§ **What to produce**: Tally the lines in the data below that contain the string "jersey", and reply with only that number.

§ **Data for the task**:
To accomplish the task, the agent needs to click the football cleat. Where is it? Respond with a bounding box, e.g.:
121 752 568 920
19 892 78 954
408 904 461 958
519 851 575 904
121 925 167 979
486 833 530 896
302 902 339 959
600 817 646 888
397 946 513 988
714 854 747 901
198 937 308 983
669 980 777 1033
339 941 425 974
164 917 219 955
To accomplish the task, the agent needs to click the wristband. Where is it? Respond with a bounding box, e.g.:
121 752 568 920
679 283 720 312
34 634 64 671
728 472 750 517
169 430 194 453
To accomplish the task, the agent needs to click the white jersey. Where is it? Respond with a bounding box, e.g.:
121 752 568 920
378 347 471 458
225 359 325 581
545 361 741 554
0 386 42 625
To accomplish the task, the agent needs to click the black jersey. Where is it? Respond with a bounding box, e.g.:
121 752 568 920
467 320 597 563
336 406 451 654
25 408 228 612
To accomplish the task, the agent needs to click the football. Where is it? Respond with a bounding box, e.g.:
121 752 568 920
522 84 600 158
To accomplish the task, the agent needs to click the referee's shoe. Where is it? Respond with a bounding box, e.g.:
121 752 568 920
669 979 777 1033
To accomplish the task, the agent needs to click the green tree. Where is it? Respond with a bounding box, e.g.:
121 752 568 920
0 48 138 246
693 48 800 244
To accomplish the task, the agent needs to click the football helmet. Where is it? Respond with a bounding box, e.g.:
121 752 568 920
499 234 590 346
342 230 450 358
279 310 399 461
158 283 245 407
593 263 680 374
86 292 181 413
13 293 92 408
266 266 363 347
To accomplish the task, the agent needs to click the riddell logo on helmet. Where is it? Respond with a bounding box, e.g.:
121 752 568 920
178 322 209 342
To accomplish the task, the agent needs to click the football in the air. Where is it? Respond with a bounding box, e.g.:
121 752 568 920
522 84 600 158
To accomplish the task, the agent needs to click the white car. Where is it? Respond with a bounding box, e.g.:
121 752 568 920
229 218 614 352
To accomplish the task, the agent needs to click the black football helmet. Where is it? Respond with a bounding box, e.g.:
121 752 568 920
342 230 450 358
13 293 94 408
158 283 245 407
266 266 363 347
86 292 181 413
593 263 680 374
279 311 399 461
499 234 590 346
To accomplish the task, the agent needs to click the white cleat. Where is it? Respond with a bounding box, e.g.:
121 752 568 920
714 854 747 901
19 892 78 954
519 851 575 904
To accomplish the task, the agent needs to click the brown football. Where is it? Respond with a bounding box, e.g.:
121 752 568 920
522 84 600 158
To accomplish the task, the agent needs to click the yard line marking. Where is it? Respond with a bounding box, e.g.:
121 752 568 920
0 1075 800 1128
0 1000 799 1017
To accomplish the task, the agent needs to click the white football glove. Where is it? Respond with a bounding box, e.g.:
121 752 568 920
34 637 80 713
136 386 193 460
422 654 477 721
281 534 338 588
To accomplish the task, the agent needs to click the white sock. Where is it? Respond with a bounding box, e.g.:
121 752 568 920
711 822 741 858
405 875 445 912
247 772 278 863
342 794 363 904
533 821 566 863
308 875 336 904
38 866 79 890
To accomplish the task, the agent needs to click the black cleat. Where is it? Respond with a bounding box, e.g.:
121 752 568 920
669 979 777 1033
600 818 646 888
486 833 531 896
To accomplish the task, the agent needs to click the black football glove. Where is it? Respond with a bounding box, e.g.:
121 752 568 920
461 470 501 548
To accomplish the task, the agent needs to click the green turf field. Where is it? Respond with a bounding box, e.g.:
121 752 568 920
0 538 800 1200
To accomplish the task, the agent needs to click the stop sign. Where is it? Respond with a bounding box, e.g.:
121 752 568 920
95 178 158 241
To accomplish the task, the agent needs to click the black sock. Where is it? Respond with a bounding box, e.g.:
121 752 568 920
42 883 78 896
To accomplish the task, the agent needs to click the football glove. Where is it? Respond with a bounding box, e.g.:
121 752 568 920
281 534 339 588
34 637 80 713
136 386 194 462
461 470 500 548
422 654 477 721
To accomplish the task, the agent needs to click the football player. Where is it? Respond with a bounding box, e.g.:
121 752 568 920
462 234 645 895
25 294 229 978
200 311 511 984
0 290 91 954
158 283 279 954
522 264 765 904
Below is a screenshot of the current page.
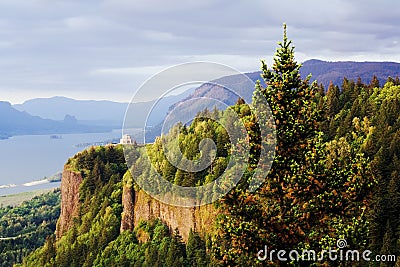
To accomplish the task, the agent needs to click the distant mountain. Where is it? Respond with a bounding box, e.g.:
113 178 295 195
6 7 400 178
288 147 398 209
13 96 128 126
300 59 400 89
13 89 194 128
146 59 400 141
0 101 111 139
172 59 400 108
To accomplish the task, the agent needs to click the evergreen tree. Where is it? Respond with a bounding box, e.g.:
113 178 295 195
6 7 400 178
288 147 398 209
214 26 371 266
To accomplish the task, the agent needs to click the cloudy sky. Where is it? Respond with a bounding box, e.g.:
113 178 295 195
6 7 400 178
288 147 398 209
0 0 400 103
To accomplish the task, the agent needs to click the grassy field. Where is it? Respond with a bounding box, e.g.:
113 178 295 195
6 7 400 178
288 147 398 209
0 188 58 207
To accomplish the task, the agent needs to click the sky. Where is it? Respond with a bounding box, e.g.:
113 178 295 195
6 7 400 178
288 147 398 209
0 0 400 104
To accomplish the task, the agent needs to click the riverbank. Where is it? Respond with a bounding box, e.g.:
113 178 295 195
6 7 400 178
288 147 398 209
0 188 59 207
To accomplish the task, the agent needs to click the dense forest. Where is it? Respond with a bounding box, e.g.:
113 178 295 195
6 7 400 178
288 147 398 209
0 190 60 267
14 27 400 266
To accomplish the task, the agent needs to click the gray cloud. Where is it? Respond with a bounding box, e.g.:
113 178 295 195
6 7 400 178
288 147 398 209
0 0 400 102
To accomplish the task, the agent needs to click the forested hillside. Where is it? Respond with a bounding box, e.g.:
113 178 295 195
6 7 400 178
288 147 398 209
18 30 400 266
0 190 60 267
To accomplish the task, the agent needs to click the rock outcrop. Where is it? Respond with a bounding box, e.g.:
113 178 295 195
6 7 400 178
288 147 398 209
121 186 217 241
56 167 82 238
56 165 217 241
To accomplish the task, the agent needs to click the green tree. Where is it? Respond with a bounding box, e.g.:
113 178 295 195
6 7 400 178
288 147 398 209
214 26 371 266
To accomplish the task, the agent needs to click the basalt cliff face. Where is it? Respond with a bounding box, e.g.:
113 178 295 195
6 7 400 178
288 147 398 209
56 170 83 238
56 166 217 241
121 183 217 241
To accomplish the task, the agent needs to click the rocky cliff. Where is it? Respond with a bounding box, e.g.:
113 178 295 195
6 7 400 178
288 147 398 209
56 170 82 238
56 165 216 241
121 183 217 241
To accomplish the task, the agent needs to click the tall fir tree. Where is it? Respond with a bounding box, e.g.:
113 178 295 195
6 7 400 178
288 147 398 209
214 26 371 266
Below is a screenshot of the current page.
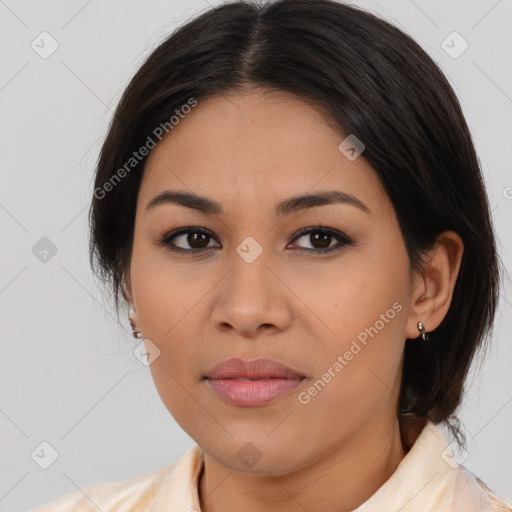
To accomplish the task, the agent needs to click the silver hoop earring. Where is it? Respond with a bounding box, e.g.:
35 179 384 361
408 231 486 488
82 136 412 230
418 322 428 341
128 308 142 340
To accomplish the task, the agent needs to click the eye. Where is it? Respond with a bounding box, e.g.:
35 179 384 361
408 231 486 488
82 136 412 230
160 227 218 253
288 226 354 254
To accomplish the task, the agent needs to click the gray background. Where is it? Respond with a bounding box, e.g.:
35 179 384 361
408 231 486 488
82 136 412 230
0 0 512 511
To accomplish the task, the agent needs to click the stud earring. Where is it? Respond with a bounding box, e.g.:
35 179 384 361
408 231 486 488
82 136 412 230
128 308 142 340
418 322 428 341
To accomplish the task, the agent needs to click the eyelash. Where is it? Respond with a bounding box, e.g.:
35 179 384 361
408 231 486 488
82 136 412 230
159 226 354 254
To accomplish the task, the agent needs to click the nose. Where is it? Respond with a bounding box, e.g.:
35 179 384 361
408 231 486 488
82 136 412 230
212 251 292 337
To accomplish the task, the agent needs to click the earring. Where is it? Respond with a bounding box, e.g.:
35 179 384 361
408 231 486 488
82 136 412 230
128 308 142 340
418 322 428 341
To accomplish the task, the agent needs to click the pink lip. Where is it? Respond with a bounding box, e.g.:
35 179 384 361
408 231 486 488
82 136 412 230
205 358 306 407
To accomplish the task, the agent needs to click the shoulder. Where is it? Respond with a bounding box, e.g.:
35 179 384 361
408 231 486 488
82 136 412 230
475 477 512 512
451 466 512 512
30 462 178 512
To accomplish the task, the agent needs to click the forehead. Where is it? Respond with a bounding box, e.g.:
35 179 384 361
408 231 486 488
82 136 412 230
140 91 383 213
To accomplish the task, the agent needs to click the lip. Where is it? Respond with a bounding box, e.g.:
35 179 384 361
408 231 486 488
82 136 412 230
205 358 306 407
202 357 305 380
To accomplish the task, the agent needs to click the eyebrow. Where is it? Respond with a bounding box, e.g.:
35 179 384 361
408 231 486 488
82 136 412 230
146 190 373 218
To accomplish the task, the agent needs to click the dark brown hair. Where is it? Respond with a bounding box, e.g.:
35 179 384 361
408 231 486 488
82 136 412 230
90 0 501 448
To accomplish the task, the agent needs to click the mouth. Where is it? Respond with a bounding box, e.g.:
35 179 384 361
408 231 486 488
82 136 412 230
203 358 307 407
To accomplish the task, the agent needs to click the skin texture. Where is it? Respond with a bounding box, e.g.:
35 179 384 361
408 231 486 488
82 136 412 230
125 90 463 512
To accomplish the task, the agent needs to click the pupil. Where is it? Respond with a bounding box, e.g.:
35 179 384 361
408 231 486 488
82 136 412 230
311 233 331 249
188 233 208 247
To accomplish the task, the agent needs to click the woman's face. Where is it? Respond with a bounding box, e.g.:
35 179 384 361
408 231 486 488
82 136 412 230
128 92 419 475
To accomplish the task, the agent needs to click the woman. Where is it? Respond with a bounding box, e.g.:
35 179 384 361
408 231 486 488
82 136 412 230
31 0 512 512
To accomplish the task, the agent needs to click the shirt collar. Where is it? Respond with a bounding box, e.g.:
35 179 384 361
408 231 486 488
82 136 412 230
149 421 490 512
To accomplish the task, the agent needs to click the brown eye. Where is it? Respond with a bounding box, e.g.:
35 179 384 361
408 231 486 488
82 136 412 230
295 227 353 253
161 228 219 253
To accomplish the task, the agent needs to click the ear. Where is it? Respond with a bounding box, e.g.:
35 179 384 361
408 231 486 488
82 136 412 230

§ **Written response**: 2